WHAT IS NEEDED:
Copy the line containing "For each instance of the reflection", then all lines after it up to and including the final line of the material, exactly and without additions.

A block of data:
>>>>
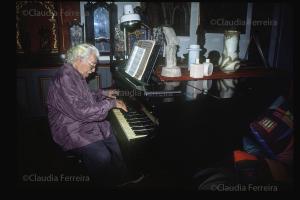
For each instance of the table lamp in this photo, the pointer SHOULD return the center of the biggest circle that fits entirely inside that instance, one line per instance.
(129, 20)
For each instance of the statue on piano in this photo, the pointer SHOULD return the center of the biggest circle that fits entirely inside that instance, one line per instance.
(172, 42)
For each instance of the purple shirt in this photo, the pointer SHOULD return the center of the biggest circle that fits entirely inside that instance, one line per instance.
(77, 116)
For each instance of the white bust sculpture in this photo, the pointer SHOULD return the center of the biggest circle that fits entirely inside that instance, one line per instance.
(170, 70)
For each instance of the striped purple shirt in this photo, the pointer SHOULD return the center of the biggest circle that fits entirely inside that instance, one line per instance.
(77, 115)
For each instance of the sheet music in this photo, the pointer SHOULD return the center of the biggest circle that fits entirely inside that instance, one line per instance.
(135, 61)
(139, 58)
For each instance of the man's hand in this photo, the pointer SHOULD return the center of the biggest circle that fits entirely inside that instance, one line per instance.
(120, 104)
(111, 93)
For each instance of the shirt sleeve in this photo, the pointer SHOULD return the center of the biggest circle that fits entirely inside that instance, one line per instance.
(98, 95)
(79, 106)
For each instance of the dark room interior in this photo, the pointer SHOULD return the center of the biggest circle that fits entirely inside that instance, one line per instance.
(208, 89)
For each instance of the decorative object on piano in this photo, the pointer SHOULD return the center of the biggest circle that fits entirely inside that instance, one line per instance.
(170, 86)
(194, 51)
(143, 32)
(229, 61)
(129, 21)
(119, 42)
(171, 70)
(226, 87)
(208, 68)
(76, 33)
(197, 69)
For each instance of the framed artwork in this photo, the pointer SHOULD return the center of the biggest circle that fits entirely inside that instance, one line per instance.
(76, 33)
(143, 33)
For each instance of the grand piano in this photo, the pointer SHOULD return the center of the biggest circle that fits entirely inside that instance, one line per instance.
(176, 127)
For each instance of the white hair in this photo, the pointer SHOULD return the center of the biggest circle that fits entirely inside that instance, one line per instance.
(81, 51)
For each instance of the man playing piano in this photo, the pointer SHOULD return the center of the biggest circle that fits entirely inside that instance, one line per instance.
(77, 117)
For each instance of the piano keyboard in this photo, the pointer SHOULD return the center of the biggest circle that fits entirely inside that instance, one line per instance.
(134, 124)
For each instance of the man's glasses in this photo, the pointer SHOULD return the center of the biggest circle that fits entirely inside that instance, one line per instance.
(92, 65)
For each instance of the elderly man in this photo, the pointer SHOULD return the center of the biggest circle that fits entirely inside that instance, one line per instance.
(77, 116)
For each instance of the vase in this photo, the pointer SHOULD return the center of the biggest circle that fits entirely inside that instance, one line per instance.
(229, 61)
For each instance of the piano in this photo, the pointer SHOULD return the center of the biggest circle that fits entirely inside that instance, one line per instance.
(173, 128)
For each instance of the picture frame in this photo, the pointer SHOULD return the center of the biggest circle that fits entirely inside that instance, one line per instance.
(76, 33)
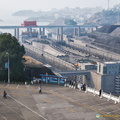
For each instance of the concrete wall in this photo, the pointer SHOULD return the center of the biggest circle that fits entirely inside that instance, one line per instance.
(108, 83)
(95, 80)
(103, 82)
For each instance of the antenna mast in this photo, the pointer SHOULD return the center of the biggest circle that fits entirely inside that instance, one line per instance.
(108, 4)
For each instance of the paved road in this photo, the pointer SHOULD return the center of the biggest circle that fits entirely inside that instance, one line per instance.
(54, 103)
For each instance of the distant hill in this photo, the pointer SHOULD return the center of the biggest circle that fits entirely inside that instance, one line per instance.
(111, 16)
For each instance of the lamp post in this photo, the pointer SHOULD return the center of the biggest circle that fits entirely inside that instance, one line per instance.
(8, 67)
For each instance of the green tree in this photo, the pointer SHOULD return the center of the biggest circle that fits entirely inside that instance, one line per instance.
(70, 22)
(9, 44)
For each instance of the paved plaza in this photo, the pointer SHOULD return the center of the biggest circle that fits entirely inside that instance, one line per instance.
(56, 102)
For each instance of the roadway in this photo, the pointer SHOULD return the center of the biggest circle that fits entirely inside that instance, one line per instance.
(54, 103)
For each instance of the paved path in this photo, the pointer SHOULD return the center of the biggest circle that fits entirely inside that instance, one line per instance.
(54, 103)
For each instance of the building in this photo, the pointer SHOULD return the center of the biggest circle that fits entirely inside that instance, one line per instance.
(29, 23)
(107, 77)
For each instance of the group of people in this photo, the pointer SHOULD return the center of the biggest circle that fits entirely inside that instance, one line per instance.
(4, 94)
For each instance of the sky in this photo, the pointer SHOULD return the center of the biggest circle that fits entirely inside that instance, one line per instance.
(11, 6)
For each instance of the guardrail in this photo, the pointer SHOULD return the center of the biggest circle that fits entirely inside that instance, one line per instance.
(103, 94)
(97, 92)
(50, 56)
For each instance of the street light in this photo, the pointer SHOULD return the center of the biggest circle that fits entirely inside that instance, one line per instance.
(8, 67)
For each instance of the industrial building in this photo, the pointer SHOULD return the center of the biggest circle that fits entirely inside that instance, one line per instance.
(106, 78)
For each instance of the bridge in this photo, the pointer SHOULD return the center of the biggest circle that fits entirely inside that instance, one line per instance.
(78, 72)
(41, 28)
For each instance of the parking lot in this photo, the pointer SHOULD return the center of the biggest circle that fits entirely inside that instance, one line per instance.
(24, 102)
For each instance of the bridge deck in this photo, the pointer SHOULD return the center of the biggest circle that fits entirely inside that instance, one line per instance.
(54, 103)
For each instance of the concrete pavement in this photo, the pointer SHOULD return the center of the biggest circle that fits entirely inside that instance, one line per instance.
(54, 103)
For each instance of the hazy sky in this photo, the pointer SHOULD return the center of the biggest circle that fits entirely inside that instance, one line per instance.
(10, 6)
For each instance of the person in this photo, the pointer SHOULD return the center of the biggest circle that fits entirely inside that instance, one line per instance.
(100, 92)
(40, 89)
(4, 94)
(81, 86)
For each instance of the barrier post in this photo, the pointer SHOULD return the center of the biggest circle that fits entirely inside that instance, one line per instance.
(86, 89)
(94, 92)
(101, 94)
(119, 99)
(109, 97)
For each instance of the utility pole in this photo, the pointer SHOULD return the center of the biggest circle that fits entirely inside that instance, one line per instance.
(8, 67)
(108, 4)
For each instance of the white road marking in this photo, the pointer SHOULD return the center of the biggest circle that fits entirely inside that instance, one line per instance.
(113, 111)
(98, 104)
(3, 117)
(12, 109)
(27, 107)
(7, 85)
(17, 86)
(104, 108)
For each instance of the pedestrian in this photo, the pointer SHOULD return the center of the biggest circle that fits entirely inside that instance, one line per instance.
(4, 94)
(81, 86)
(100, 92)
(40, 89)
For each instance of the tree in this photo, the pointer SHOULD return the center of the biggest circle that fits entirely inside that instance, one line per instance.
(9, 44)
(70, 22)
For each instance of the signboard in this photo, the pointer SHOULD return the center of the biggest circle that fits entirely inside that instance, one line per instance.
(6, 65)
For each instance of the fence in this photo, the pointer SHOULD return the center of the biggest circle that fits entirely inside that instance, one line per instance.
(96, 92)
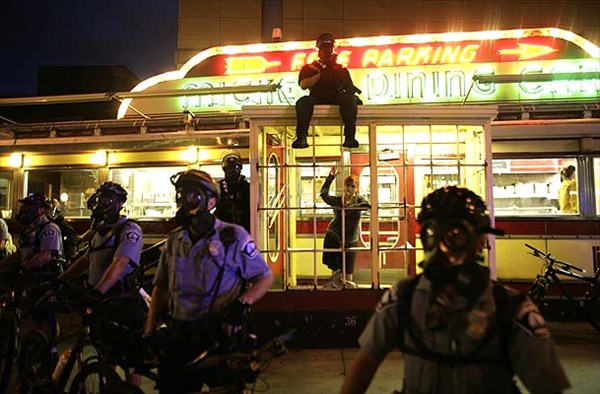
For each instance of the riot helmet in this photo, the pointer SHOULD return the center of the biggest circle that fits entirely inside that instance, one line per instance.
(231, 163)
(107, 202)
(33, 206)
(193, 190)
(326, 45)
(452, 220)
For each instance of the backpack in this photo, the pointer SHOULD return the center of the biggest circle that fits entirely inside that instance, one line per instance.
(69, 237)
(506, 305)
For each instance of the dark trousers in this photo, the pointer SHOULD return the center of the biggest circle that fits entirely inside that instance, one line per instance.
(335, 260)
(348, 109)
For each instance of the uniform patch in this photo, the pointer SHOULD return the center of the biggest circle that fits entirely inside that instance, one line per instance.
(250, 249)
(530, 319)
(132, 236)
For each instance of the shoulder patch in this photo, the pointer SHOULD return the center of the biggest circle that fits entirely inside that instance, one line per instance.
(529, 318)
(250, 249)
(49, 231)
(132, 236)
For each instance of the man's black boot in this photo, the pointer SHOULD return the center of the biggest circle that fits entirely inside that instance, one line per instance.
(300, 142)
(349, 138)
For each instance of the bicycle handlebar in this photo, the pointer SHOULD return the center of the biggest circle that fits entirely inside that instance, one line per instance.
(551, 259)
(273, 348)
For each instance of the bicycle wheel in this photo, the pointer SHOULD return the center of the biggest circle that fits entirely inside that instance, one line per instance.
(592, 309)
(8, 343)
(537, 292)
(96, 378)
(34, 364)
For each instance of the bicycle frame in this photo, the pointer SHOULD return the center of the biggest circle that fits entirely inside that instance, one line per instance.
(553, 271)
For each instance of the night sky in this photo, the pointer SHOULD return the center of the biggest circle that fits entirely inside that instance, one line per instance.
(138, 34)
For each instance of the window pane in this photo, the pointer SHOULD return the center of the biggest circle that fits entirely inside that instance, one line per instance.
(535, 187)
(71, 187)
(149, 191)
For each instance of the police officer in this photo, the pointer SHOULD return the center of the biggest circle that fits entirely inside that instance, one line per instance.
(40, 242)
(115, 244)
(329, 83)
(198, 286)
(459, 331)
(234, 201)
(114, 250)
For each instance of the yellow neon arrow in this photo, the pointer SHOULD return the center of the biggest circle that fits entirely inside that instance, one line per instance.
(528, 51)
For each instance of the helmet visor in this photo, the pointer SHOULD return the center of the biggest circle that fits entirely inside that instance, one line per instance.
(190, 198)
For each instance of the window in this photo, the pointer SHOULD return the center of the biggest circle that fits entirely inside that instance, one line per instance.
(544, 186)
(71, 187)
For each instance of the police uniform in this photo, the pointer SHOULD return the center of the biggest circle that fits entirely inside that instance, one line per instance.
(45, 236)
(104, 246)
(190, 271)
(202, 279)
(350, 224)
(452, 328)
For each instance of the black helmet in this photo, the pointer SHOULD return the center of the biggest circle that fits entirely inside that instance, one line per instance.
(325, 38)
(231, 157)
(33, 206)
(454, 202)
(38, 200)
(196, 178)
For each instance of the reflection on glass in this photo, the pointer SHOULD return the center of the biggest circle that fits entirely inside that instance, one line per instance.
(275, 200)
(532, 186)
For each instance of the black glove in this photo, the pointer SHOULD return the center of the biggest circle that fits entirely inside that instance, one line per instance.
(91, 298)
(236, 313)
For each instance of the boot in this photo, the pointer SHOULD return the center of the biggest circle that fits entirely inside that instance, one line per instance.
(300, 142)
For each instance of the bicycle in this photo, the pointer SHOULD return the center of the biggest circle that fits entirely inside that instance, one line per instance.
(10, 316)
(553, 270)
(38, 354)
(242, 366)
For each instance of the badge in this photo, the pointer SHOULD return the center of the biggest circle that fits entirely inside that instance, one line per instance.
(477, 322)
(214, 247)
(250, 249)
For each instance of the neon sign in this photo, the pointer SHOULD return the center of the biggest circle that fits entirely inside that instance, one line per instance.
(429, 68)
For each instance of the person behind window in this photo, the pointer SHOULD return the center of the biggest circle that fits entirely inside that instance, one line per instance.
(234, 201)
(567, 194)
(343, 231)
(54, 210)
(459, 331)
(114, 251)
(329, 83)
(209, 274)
<<<<
COMPLETE ANSWER:
For each instance of the reflection on glass in this photo, the pointer SHOULD return the center of the biggest circle that fits entirely inside that instance, one line per instance.
(275, 200)
(532, 186)
For each instance of the black glove in this photo, the pointer SHOULD return the center of the biggest circle that fits entirely inside that instance, one line per instance.
(91, 298)
(236, 313)
For each instance of the boot in this photo, the pointer SHOULD return the center of the biggest circle that fits entirely inside that instance, one line per instance.
(300, 142)
For each instance of the bicycle in this photo, the pointer SHOULD return the center of the biggest circle that fits entirely inside that instance, one line per instance.
(10, 316)
(553, 270)
(38, 354)
(242, 366)
For each instance of the badge in this photo, the pointer SHOULD return the center of the biggest circle that fits entirely inside that instance, one line per instance.
(477, 322)
(214, 247)
(250, 249)
For each instance of the neon sign in this photo, the pointer SHOULD return the center of the biggest circle that fits entirely inside that instance, one line per instance.
(429, 68)
For each instance of the person behind window in this photo, the pointer SHOULD return the center of the biggest circle that fits entirely inside that instance, one line per instance.
(234, 201)
(567, 194)
(343, 231)
(54, 210)
(459, 331)
(114, 251)
(329, 83)
(209, 274)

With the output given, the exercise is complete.